» DOCUMENT
--*--

Le graphique de la semaine est celui du Credit Default Swap (CDS) américain : cet indice représente le coût de l’assurance contre un défaut de paiement des États-Unis. Le CDS à 1 an (US CDS 1 YR) vient de dépasser 140 bps…

 

 

Le CDS à 5 ans est lui aussi en hausse et atteint 60 bps, un montant inédit pour cette échéance et ce pays.

En pleine discussion sur le relèvement du plafond de la dette, jamais autant d’investisseurs n’ont cherché à se protéger contre un défaut américain, pas même lors des crises de 2008 et de 2011.

A chaque débat sur le plafond de la dette, le prix des CDS augmente :

 

 

Mais 2023 ne ressemble pas aux épisodes précédents. Cette fois-ci, l’accès de fièvre sur l’indice est bien réel et dépasse de très loin les derniers pics.

Le marché est en train de “pricer” une crise de la dette américaine. Rien d’étonnant, on le répète depuis plusieurs mois dans nos bulletins :

Comme je l’écrivais en février, “L’autre victime de la hausse des taux, c’est l'État fédéral américain qui n’arrive plus à financer ses déficits au fur et à mesure de l’augmentation de ces taux auxquels il emprunte pour rembourser ses dettes passées. Plus les taux augmentent, plus il faut d’argent pour rembourser les vieux crédits. L’Etat fédéral est dans une situation dramatique car les charges de ses remboursements ont explosé. La dette publique américaine a triplé depuis 2008 :

 

 

Nous vivons une crise de 2008 à l’envers.

En 2008, le risque venait des banques et s’était propagé vers les ménages et les entreprises. L’État était intervenu pour rétablir la stabilité de l’ensemble du système.

Aujourd'hui, le risque vient de l’État. C’est lui qui doit assurer la survie des entreprises via son plan de relance et qui doit assumer une période de hausse des taux plus longue que prévue.

En 2023, le risque principal est le défaut de l'État souverain, puisque c’est vers lui qu’est désormais transféré l’ensemble du risque de crédit.”

--*--

» OBJECTIF 1
Restitue ces enregistrements d'annotations de contours sous forme de CSV à deux colonnes, texte et reponse. Fais une ligne par enregistrement, avec son texte et sa réponse chacun dans un champ entre guillemets, et remplace les sauts de ligne par des espaces.

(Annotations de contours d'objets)
--*--

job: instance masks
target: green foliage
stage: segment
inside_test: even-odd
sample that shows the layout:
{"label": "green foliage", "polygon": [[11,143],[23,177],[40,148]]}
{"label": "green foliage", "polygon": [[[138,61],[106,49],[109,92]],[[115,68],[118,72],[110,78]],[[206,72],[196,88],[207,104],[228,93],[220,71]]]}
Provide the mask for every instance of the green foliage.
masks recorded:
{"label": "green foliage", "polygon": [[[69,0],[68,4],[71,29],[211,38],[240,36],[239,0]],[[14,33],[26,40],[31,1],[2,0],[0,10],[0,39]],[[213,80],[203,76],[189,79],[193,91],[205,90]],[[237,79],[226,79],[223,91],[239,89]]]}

--*--

» OBJECTIF 2
Poursuis l'article sur le CDS américain et le plafond de la dette à partir de sa dernière phrase.

» RÉSULTAT 1
texte,reponse
"job: instance masks target: green foliage stage: segment inside_test: even-odd sample that shows the layout: {""label"": ""green foliage"", ""polygon"": [[11,143],[23,177],[40,148]]} {""label"": ""green foliage"", ""polygon"": [[[138,61],[106,49],[109,92]],[[115,68],[118,72],[110,78]],[[206,72],[196,88],[207,104],[228,93],[220,71]]]} Provide the mask for every instance of the green foliage. masks recorded:","{""label"": ""green foliage"", ""polygon"": [[[69,0],[68,4],[71,29],[211,38],[240,36],[239,0]],[[14,33],[26,40],[31,1],[2,0],[0,10],[0,39]],[[213,80],[203,76],[189,79],[193,91],[205,90]],[[237,79],[226,79],[223,91],[239,89]]]}"

» RÉSULTAT 2
Le CDS est en train de mesurer l’équation impossible du financement de la dette américaine avec des taux aussi élevés. La charge d’intérêts sur la dette est sur le point de dépasser le budget, pourtant énorme, alloué à la défense. Autrement dit, les États-Unis financent plus leurs créditeurs que leur armée. Et ces créditeurs ne sont pas forcément tous alignés sur la même ligne géostratégique. Comment expliquer aux américains que le budget du gouvernement contribue davantage à financer un ennemi potentiel plutôt que sa propre armée ? La question d'un défaut s’est déjà posée auparavant par rapport à ce point précis. Mais c’est probablement parce que le niveau de remboursement de la dette américaine devient aussi inconfortable que l’option du défaut, même partiel, est clairement envisagé par autant d’investisseurs.

Les difficultés du gouvernement américain à financer sa dette risquent de perdurer. La Fed n’est pas encore parvenue à faire baisser l’inflation de manière substantielle. À partir du moment où cette inflation s’est propagée aux salaires, le régime inflationniste s’est auto-alimenté et la vélocité de la monnaie s’est accrue en réponse à cette nouvelle tendance. Et les réserves de liquidités accumulées les années précédentes alimentent ce cycle. La Fed doit désormais combattre un phénomène devenu “collant” et qui s’auto-entretient.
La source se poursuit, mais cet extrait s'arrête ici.